| ACTION ITEM |
Repeat every entry word for word, skipping the pictures.

Dataset entries
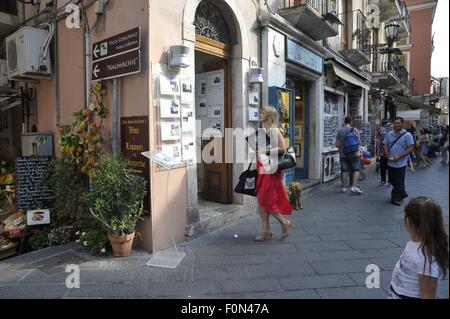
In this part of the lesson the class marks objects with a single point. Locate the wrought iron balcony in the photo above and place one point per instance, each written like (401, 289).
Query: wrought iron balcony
(8, 16)
(316, 18)
(387, 70)
(354, 38)
(397, 10)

| RESULT FOR THIS TASK |
In this part of the lesson the class marks objects with a single point. Locate the wrought iron balcony in the photo above and place one point per instance, each written like (401, 289).
Query: wrought iron balcony
(8, 16)
(316, 18)
(387, 70)
(354, 38)
(397, 10)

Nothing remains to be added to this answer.